Work to do:
A. In the forum thread on perfect intervals, which book is cited for the statement that the only intervals which do not change are the perfect intervals?
B. Reproduce the part of the forum thread on perfect intervals that opens with the words containing "At the risk" and closes with "a perfect second.".
C. Do these statements agree with the forum thread on perfect intervals? Answer yes or no for each, quoting the deciding words: (i) Inverting a major interval turns it into a minor one. (ii) In medieval music, 4/4 time was considered perfect. (iii) Silently pressing the E below middle C and then playing the C below it loud and staccato produces a resonating E.

── Source extract

QUOTE(BusyBee @ Jul 11 2008, 10:33 PM)

QUOTE(JohnS @ Jul 11 2008, 08:21 AM)

4th, 5th and 8ve are perfect because when they are inverted (bottom note put to the top) they remain the same quality. However a major interval would turn to minor and vica versa.
I think John is the nearest in the reason why they are called perfect, even though they were used in medieval music. I have just found in an old theory book '
the only intervals which do not change are the perfect intervals, that is why they are called perfect...' (The New Road to Theory of Music by M. Dawe, Bk 2, p12). It took a long time for thirds and sixths to be commonly used I think - and became a device in Italian music for violin parts to be a third or sixth apart.
I've heard something about perfect time in medieval music - 3/4 the perfect 3 representing the Trinity (complete circle) whereas 4/4 time was imperfect - hence the half circle for Common Time, which I thought was interesting. I used to think the C stood for the Common.
QUOTE(Chab @ Jul 14 2008, 02:12 PM)

At the risk of sounding rude or aggressive - which is not my intention ...
I don't buy the idea that the term "perfect" is about the same notes appearing in the major and minor scales. That would require a major second to be called a perfect second.
I don't think the explanation involving resonances and the harmonic series can be right. Listen to the harmonics of a lowish piano note: you hear an octave, then a twelfth, then a fifteenth then a two octaves above (a) a third, (b) a fifth, (c ) a minor seventh (roughly), etc, the intervals between successive harmonics getting smaller and smaller. Resonances will happen when the harmonics of the resonating strings are close to the harmonics of the "exciting" string: press the E below middle-C down silently and then play the C below it loud and staccato - you'll hear a resonating E.

────
── Excerpted data

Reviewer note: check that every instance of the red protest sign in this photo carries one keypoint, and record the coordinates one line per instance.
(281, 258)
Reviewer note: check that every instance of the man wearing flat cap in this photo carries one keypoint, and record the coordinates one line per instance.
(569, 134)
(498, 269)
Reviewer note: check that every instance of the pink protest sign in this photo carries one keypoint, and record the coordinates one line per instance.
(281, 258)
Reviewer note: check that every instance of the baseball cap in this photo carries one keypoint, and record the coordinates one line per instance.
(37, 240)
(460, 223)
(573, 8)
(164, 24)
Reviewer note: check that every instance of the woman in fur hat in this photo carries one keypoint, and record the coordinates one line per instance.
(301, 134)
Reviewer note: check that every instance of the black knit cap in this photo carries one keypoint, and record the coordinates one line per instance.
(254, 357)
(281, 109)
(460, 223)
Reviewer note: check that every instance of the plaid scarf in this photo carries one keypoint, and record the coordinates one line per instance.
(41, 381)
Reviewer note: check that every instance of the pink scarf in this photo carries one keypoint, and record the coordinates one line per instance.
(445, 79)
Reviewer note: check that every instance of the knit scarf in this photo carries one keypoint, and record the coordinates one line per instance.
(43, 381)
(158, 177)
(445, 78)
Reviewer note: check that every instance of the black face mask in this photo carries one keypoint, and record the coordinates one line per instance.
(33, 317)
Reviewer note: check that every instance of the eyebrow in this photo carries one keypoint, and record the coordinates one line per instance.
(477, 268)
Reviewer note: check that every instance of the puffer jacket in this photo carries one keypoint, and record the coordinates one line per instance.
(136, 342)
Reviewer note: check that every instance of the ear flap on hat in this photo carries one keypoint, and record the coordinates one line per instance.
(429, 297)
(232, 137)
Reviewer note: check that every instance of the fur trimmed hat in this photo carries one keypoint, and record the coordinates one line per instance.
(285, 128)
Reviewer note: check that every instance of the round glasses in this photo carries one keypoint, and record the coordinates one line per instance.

────

Answers by task:
A. The New Road to Theory of Music by M. Dawe, Book 2, page 12.

B.
At the risk of sounding rude or aggressive - which is not my intention ...
I don't buy the idea that the term "perfect" is about the same notes appearing in the major and minor scales. That would require a major second to be called a perfect second.

C.
(i) Yes: "However a major interval would turn to minor and vica versa."
(ii) No: "whereas 4/4 time was imperfect"
(iii) Yes: "you'll hear a resonating E"